What the task asks >> Write out exactly the lines between the line containing "Thank you for the photograph. Please indicate the tree foliage" and the end of the records, counting both ends, and leave out all pictures.

═══ Data for processing ═══

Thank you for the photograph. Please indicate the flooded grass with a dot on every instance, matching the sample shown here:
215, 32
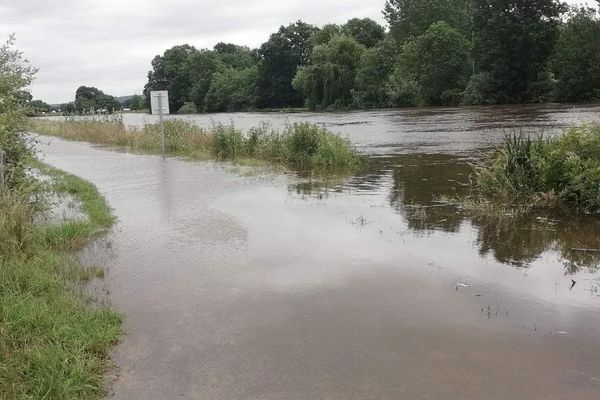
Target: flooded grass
300, 146
545, 172
53, 344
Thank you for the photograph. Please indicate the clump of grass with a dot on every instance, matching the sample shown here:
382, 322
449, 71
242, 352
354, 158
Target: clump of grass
301, 145
16, 224
563, 170
53, 344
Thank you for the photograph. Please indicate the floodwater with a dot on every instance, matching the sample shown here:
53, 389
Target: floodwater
243, 284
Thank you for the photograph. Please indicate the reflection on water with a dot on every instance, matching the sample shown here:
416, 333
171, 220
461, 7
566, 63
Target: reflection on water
516, 240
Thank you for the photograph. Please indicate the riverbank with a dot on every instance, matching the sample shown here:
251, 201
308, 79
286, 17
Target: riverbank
54, 338
300, 146
218, 273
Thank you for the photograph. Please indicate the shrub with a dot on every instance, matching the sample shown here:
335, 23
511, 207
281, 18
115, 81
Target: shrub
188, 108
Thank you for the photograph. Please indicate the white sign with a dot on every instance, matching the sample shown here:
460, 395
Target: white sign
159, 98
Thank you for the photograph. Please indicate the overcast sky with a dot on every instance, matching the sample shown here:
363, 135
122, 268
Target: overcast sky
109, 44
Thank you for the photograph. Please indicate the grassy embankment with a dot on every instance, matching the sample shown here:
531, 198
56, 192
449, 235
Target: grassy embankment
54, 341
527, 173
299, 146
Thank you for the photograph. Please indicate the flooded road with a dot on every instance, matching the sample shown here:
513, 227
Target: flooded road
244, 284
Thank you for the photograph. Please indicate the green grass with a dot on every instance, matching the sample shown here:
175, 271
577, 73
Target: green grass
301, 146
562, 171
53, 343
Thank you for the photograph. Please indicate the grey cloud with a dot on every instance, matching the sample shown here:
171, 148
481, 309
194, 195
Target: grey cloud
110, 43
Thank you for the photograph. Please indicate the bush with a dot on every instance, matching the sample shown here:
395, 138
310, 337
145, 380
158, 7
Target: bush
188, 108
566, 168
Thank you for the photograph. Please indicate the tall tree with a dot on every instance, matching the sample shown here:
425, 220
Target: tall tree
281, 55
15, 76
433, 68
513, 42
91, 99
376, 65
410, 18
172, 72
232, 90
330, 78
576, 60
366, 31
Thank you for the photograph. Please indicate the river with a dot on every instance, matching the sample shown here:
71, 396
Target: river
241, 283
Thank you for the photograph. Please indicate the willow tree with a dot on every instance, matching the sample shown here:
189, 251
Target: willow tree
433, 68
329, 79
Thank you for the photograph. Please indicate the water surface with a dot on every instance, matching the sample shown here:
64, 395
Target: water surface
244, 284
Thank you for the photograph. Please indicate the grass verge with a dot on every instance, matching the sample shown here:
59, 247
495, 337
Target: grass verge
300, 146
53, 343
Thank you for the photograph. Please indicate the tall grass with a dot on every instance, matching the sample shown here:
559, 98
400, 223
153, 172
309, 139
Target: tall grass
301, 145
562, 170
53, 344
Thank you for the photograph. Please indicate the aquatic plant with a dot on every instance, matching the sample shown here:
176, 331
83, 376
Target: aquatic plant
300, 145
561, 170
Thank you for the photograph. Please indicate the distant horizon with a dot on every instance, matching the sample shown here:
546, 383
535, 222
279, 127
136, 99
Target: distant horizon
112, 44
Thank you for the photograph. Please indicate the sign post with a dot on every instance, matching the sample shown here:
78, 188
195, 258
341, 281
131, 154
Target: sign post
160, 105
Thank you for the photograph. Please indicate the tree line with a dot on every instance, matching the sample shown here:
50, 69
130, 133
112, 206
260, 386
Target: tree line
434, 52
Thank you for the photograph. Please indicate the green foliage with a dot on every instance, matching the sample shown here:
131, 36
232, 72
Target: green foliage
433, 68
513, 42
375, 68
281, 56
53, 345
324, 35
188, 108
576, 60
480, 90
329, 79
136, 102
89, 100
304, 146
411, 18
172, 72
366, 31
232, 90
15, 76
453, 52
37, 107
564, 169
301, 145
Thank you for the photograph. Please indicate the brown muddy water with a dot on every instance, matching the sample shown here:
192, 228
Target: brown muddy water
244, 284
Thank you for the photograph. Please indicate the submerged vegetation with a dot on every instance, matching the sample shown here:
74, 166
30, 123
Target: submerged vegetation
54, 341
300, 146
553, 171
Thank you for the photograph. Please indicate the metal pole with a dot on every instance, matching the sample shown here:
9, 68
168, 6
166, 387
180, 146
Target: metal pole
162, 124
1, 171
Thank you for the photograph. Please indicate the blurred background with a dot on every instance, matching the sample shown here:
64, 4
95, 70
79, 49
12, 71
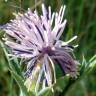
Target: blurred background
81, 17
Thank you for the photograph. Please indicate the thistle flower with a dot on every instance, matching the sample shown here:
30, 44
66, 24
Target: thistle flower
37, 39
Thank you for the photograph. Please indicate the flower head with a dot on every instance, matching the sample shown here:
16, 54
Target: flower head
37, 39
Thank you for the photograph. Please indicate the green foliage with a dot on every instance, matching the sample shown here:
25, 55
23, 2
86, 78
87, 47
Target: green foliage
81, 18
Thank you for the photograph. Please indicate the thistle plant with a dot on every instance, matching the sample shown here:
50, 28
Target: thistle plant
36, 39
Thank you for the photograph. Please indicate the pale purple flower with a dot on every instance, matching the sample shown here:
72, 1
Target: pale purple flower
37, 39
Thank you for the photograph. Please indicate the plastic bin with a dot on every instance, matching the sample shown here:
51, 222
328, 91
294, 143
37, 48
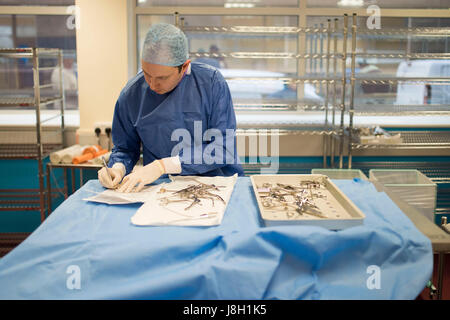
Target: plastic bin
412, 186
341, 174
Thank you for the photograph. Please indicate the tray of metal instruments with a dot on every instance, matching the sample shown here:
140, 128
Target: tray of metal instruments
304, 199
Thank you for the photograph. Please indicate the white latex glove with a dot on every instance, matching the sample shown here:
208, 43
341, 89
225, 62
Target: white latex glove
135, 181
111, 177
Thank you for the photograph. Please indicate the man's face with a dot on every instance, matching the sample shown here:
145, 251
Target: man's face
162, 79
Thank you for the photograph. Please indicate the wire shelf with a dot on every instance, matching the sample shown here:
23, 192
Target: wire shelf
26, 151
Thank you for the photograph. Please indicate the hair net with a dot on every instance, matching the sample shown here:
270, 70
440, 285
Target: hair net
166, 45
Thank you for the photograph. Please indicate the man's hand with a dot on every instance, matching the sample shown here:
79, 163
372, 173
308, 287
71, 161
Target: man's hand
135, 181
110, 177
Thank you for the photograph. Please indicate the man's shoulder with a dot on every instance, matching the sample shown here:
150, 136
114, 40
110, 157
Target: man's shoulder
133, 85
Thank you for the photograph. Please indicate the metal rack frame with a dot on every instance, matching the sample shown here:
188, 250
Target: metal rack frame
39, 150
330, 130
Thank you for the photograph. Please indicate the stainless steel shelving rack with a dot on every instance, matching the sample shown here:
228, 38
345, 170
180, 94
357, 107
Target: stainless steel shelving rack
427, 140
32, 199
332, 130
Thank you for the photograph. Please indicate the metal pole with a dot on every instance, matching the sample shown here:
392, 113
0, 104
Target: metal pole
441, 259
333, 120
352, 97
37, 104
344, 79
62, 97
177, 20
49, 191
326, 137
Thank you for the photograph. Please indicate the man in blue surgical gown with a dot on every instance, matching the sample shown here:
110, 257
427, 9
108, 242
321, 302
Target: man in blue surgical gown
181, 113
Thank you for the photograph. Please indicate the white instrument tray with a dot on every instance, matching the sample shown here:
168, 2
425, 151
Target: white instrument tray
338, 211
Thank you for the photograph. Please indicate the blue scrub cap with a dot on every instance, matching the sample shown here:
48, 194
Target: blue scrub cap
166, 45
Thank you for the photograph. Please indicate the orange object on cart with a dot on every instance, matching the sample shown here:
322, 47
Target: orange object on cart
89, 153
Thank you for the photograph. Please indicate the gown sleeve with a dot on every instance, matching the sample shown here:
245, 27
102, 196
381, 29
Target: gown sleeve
125, 138
221, 150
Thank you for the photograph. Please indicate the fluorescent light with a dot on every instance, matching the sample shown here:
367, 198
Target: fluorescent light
239, 5
350, 3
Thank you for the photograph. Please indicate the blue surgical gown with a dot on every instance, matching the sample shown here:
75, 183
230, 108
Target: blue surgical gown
195, 121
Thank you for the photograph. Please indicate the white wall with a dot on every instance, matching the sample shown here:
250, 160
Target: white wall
102, 54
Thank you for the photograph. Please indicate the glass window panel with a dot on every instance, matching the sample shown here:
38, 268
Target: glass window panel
397, 4
230, 43
37, 2
42, 31
219, 3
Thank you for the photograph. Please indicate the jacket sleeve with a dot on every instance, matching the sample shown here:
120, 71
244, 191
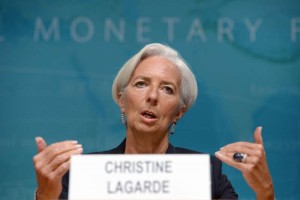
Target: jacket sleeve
221, 186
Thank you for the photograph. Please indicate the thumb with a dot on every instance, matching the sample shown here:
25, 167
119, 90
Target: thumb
40, 143
257, 135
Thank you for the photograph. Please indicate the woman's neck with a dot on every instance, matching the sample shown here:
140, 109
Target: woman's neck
145, 144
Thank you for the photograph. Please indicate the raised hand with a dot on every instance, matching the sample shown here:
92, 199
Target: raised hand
254, 168
51, 163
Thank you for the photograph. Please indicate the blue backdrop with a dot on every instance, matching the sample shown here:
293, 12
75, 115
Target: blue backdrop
58, 59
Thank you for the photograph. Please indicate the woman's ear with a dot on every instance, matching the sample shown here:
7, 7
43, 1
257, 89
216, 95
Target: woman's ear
180, 112
121, 101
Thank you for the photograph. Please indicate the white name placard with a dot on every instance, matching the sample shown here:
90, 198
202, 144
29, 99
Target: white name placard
140, 176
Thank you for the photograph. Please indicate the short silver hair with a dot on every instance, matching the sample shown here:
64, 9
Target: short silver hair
188, 85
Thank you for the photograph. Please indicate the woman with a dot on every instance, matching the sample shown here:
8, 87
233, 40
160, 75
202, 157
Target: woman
153, 90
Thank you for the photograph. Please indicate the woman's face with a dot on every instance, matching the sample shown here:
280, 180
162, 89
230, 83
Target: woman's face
151, 99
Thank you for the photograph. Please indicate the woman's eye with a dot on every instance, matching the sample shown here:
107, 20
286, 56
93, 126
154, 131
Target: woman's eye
168, 90
140, 84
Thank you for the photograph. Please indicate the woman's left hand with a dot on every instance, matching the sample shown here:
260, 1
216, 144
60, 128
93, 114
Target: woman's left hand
254, 168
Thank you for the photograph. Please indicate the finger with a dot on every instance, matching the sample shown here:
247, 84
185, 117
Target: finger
243, 147
61, 170
257, 135
56, 149
40, 143
233, 146
64, 157
230, 161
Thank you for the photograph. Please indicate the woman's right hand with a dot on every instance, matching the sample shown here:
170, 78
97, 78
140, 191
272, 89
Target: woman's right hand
51, 163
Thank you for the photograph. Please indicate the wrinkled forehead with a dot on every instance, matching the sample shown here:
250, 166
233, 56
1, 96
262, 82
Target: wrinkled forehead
159, 67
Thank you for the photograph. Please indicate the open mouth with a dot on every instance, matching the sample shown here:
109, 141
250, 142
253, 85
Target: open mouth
149, 115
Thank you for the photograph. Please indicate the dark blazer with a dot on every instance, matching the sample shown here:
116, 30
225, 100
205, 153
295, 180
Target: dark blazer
221, 187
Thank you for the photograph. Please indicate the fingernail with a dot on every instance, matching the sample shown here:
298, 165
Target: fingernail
219, 153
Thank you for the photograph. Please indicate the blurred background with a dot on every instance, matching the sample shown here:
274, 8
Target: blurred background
58, 60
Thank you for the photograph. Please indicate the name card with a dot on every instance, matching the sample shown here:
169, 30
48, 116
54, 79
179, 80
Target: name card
140, 176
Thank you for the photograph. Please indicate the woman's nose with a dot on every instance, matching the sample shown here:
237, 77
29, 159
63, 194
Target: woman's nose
152, 96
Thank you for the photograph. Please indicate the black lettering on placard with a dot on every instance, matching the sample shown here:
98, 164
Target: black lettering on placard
141, 187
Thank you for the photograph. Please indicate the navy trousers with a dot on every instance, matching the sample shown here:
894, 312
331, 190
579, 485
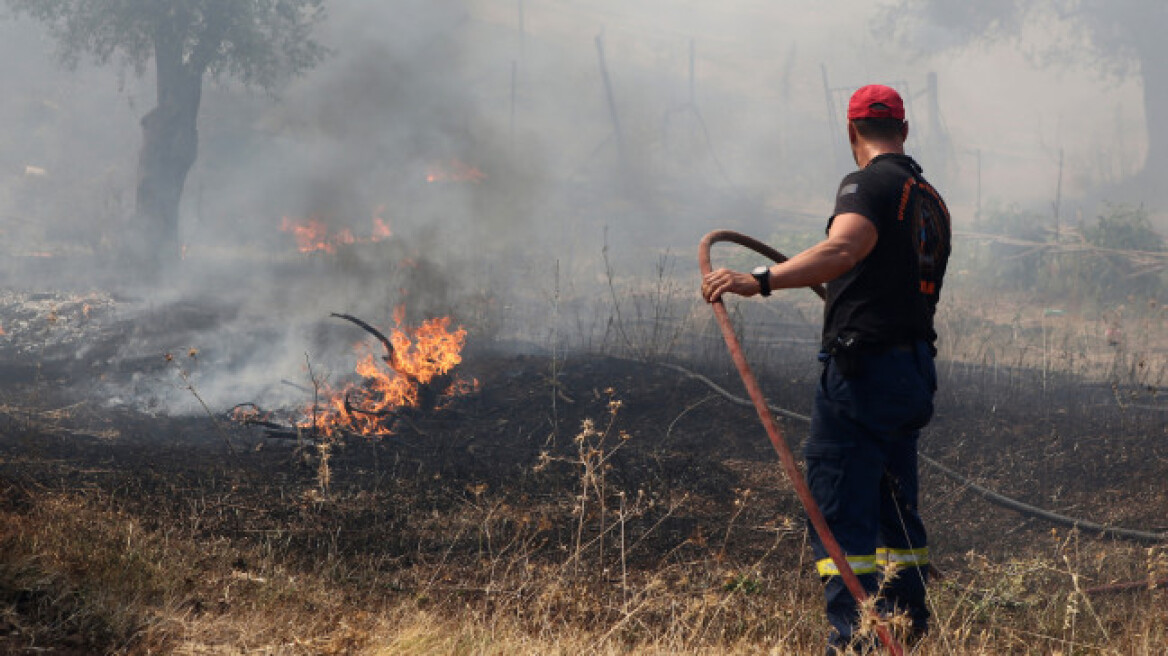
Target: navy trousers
861, 463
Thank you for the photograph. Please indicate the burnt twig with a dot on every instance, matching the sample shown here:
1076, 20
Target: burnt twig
390, 356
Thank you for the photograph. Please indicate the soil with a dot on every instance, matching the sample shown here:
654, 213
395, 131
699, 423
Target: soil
695, 470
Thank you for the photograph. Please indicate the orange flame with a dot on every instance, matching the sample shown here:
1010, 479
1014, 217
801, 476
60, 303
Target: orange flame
456, 171
315, 236
433, 349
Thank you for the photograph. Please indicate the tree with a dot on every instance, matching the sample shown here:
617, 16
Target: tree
1123, 36
258, 42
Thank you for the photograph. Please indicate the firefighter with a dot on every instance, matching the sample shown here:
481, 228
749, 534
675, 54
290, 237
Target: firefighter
883, 263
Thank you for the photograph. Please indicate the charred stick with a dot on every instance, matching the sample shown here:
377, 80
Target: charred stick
390, 357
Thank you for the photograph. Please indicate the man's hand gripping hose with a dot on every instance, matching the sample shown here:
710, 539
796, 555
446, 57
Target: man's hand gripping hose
772, 428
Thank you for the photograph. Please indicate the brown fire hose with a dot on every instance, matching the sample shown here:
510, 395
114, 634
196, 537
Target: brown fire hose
772, 428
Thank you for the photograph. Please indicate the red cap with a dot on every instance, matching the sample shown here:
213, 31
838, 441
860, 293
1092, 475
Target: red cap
876, 100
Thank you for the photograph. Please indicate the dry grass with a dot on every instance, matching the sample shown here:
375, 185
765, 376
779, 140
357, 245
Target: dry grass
84, 572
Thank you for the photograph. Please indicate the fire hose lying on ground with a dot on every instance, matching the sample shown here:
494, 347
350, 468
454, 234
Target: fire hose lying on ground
792, 469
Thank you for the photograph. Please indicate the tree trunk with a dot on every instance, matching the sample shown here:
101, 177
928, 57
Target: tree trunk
169, 147
1154, 71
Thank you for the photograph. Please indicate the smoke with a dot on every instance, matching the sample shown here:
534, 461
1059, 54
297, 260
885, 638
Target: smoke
487, 140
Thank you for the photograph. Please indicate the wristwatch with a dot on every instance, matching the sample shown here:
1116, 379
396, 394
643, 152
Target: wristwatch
763, 274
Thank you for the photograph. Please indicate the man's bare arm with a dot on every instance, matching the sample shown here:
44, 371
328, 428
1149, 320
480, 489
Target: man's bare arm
849, 241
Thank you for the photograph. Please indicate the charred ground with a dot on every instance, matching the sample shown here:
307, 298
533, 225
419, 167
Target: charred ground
582, 492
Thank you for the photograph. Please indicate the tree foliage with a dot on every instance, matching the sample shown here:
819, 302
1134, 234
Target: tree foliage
256, 41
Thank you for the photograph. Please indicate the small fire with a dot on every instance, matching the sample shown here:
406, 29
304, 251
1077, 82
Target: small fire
421, 360
315, 235
454, 171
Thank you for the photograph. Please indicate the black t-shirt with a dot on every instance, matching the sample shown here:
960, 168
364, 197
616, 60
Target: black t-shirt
890, 297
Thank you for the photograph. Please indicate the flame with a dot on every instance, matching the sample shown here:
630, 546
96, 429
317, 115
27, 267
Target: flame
419, 356
454, 171
315, 236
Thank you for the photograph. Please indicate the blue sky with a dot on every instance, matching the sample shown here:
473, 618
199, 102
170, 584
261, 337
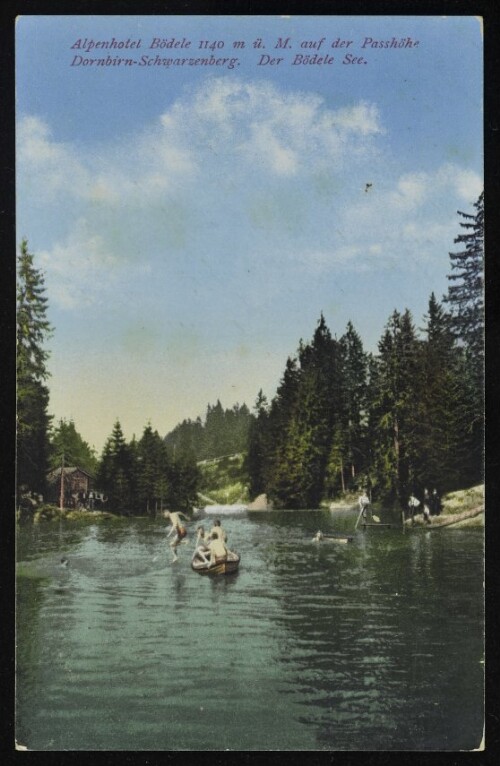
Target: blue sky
193, 222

═══

Completed task >>
Thank you for the photograph. Please indicate the tree foliage with a dot on every instance, matching the sample shown here:
819, 302
1134, 234
Target: tree foliage
256, 41
Thank you for the photograph. Please indicate the small fire with a dot on every instance, matching the sample shown here:
406, 29
304, 251
1077, 82
Target: small fire
421, 360
315, 235
454, 171
Thank you for the photograph. Please indicate the black t-shirt with a dot on every instance, matching the sample shown here:
960, 168
364, 197
616, 60
Target: black t-shirt
890, 297
Thank you for the photograph. Please indicate the flame with a dot on every instance, matching the sample shown here:
630, 546
96, 429
317, 115
27, 267
Target: flame
419, 356
454, 171
315, 236
Thank you for the photograph. Please indicate the blue sky with a dot on every instance, matching the sample shown here:
473, 618
199, 102
170, 584
261, 337
Target: blue sky
193, 222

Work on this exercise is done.